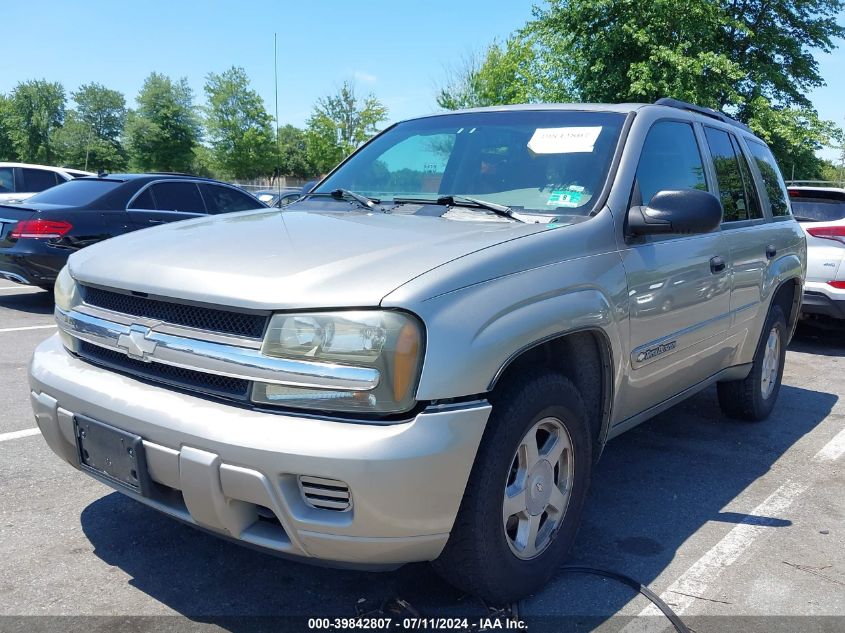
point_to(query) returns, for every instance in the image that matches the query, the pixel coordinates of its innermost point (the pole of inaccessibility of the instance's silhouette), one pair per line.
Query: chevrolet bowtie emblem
(136, 344)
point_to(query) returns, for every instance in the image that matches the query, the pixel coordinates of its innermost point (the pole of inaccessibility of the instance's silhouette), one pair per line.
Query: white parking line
(26, 327)
(834, 449)
(18, 434)
(696, 581)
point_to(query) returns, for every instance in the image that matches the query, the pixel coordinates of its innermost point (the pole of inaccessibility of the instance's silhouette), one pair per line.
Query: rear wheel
(753, 398)
(523, 502)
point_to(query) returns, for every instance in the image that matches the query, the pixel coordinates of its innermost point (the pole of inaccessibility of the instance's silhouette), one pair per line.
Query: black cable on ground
(638, 586)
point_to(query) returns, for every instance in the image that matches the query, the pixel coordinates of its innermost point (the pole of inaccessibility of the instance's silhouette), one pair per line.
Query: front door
(678, 285)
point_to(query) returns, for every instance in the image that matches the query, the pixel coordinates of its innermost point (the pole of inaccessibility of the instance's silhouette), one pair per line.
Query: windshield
(548, 162)
(75, 193)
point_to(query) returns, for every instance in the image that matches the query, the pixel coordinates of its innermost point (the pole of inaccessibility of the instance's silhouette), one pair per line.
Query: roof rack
(709, 112)
(815, 183)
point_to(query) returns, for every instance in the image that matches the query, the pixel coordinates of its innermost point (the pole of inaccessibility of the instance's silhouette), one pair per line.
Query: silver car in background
(422, 358)
(820, 209)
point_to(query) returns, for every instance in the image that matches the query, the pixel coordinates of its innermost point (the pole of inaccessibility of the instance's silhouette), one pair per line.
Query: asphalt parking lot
(736, 526)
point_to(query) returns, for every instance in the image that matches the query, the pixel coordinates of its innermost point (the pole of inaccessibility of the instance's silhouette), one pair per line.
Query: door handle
(717, 264)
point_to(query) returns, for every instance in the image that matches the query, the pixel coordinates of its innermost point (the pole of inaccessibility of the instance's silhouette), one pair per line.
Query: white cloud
(364, 77)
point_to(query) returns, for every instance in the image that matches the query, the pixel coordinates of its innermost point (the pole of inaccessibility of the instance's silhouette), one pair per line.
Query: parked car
(820, 209)
(19, 181)
(38, 235)
(279, 198)
(422, 359)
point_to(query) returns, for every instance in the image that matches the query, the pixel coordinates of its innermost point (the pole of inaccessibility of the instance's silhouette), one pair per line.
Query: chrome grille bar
(148, 345)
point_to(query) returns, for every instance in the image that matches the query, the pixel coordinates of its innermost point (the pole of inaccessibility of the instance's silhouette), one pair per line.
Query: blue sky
(397, 49)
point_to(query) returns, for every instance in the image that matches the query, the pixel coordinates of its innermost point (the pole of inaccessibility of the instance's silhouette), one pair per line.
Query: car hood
(273, 259)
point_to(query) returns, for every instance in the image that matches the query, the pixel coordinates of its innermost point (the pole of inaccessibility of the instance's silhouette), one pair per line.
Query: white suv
(820, 209)
(19, 181)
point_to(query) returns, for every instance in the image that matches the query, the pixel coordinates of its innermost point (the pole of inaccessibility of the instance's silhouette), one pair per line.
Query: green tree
(7, 145)
(339, 124)
(162, 133)
(239, 129)
(90, 136)
(833, 172)
(509, 73)
(293, 153)
(752, 59)
(37, 110)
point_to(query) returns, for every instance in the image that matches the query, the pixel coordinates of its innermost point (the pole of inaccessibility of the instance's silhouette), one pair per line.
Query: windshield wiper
(343, 194)
(465, 201)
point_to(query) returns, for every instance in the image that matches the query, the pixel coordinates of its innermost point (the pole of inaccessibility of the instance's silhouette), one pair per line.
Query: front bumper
(819, 301)
(222, 467)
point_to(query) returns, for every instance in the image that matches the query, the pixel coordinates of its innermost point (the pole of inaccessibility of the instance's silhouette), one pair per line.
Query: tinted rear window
(39, 179)
(75, 192)
(817, 209)
(225, 199)
(7, 180)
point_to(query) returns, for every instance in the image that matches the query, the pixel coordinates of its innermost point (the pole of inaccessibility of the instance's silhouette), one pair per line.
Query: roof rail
(710, 112)
(815, 183)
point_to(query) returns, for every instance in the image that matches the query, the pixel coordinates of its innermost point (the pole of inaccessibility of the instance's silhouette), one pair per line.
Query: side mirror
(684, 211)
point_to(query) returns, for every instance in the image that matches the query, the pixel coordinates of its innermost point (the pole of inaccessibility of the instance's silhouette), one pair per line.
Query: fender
(472, 336)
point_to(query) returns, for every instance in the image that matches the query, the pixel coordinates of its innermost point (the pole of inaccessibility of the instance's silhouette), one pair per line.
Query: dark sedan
(38, 235)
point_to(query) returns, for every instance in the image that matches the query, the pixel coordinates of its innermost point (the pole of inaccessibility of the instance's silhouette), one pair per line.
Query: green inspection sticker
(565, 198)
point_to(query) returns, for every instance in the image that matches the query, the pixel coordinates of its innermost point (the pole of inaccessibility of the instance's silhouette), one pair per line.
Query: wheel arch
(788, 295)
(585, 356)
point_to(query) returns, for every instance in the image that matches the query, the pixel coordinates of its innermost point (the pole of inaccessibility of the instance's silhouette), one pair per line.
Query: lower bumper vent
(325, 494)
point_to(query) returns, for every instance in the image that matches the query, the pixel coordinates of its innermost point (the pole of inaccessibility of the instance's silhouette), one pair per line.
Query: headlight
(65, 291)
(390, 342)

= = = = =

Output everything in the records above word for word, but not the pictures.

▶ _WRITTEN REPLY_:
point_to(query) returns, for every instance in the image that matches the query, the pixel coordinates of its innermost point (the pole of inaccessibility of the instance's silhouette), one pair per line.
Query: chevrolet bowtie emblem
(136, 344)
point_to(query) returns, for every instance in the image that matches the query, the pixel coordinates of its innermost point (the pole of inaccessibility of the instance's silhouette), one pair per line.
Query: white parking line
(26, 327)
(834, 449)
(18, 434)
(696, 581)
point_to(query) returns, for every instance in the image that matches the query, the pixel coordinates of its innermost point (the pole of inaccessibility of the instance's silhouette), one pair per line.
Query: rear wheel
(753, 398)
(523, 502)
point_to(query) returns, for every instance in the image that matches the query, the pixel coordinates of its innermost point (the pole of inaccessibility of the instance's silhouette), one pair per line.
Query: black cable on ground
(638, 586)
point_to(query) returns, for every instance in the image that matches the query, the pixel coordinates of its innermost point (the pole of inaccessibility of the instance's silhouette), one pair per line.
Query: front door
(678, 285)
point_to(query) returns, for every instance in the image that matches the query, the pixel coordinates of its innermost point (the pole of inaccessibility of the instance's silhouette), one pair per line.
Query: windshield
(548, 162)
(75, 193)
point_to(query) returns, for every instance in the image that matches the query, the pixel coordinates of its innermost point (the pole of inaccessibility of the instance's silhouette), one pair per line.
Query: roof rack
(709, 112)
(815, 183)
point_to(query) returns, for every instance in the image that matches the query, the pixel coordinates of its innermost point (the pole of inaccessibility of the instance's silhouette), one pair per line.
Query: silver car in background
(422, 358)
(820, 209)
point_to(query) returns, for every instance in the image that matches the query, the pixel coordinates of its innermost point (the pole of inaccessibility of the instance's silhouette), one pair per line.
Query: asphalt parking lot
(736, 526)
point_to(query) returns, for every instance in the image that matches the query, the pixel coordinates of its innermost point (the pole of inaccessibility of the instance's silhouette), one pair per line.
Query: door handle
(717, 264)
point_to(query) returns, for every instance in the image that matches the query, the pixel coordinates of its innermost point (the pole of inaccessibility of the instance's silhouette), one pair per line.
Query: white cloud
(364, 77)
point_to(query) returns, for every instance in the image that matches the query, the pixel coordinates of its innermost point (the pole of inaccessibility of the instance's silhouette), one pair per line.
Query: parked car
(820, 209)
(19, 181)
(38, 235)
(279, 198)
(422, 359)
point_to(query) returns, for every instance in the image that matches the query, the pixel coordinates of its innermost point (the pole of inaccessibility of the instance's silhouette), one pair per line.
Query: chrome grille bar
(148, 345)
point_to(query) returns, for every instance in the image that matches the query, the pixel coordinates of its innermost point (the pole of inaccessibility of the instance's silhouette), one pair per line.
Query: blue sky
(397, 49)
point_to(query) returns, for every instance in the image that matches the query, the pixel coordinates of its innermost point (the pole of inaccessibility of the instance's silhouette), one pair per line.
Query: car hood
(273, 259)
point_to(query) returns, for every instance in the image that matches the query, the pixel coordinates of its innermost point (the pole of inaccessibility of the instance's silhouette), one pair per line.
Query: white suv
(820, 209)
(19, 181)
point_to(query) returns, for every instance in the image that matches the query, the pixel coordinates of its innermost point (the pole of inaccessibility of the instance's silhouette), one pair per line.
Query: green tree
(7, 145)
(339, 124)
(162, 133)
(239, 129)
(90, 136)
(833, 172)
(509, 73)
(293, 153)
(752, 59)
(37, 110)
point_to(query) returns, for every instance in the image that matches the query, the pixel coordinates of its innermost point (the pole of inaccessibility of the instance's silhouette), one pair per line.
Query: windshield wiper
(343, 194)
(465, 201)
point_to(query) returns, for every instance in the image that matches the query, the pixel coordinates of its innermost point (the pole of inaccessibility of the instance's silhouette), one pair per line.
Query: front bumper
(819, 301)
(222, 467)
point_to(query) returns, for every instance in the image that matches the query, the pixel coordinates of its innermost point (the pole of inaccessibility of the instance's silhouette), one pair per line.
Query: tinted rear window
(39, 179)
(75, 192)
(817, 209)
(225, 199)
(7, 180)
point_to(query) returns, for every instance in the image that matches the query, the pixel coordinates of its innermost point (the pole of inaccessibility of the instance's silhouette), one pair per line.
Query: roof rail
(710, 112)
(815, 183)
point_to(query) returns, for every instance in the image that matches the query, the pixel coordinates of its innermost point (the pole of inaccessibility of the instance's silhouette), one pair per line.
Query: side mirror
(684, 211)
point_to(query) returns, for every instance in the image that matches the query, the pixel coordinates of its innermost point (the pole of inaccessibility of the instance's silhouette), one pair per line.
Query: fender
(472, 336)
point_to(query) returns, for every instance in the image that matches the query, the pixel coordinates of its innermost point (the pole of inaccessibility of the instance's silhouette), one pair per line.
Query: dark sedan
(38, 235)
point_to(query) returns, for every instance in the image that matches the query, the pixel coordinates of its innermost point (the pole of inaccessibility of the instance's silhouette), one pair per line.
Query: green inspection sticker
(565, 198)
point_to(query) returns, for every instance in the image that matches the query, the pixel coordinates of its innermost point (the pole of inaccessibility of the instance's silhouette), one pair per line.
Query: wheel arch
(788, 295)
(585, 356)
point_to(query) returns, for every instance in the image that matches the query, the pixel coordinates of its innermost point (the pole of inaccessibility of the instance's silhouette), one pair per line.
Query: lower bumper vent
(325, 494)
point_to(query) returns, for every instance in the image that matches the query, the pixel coordinates of its innermost point (the pole of inaccessibility of the instance's silhouette), one pair per line.
Query: headlight
(65, 291)
(390, 342)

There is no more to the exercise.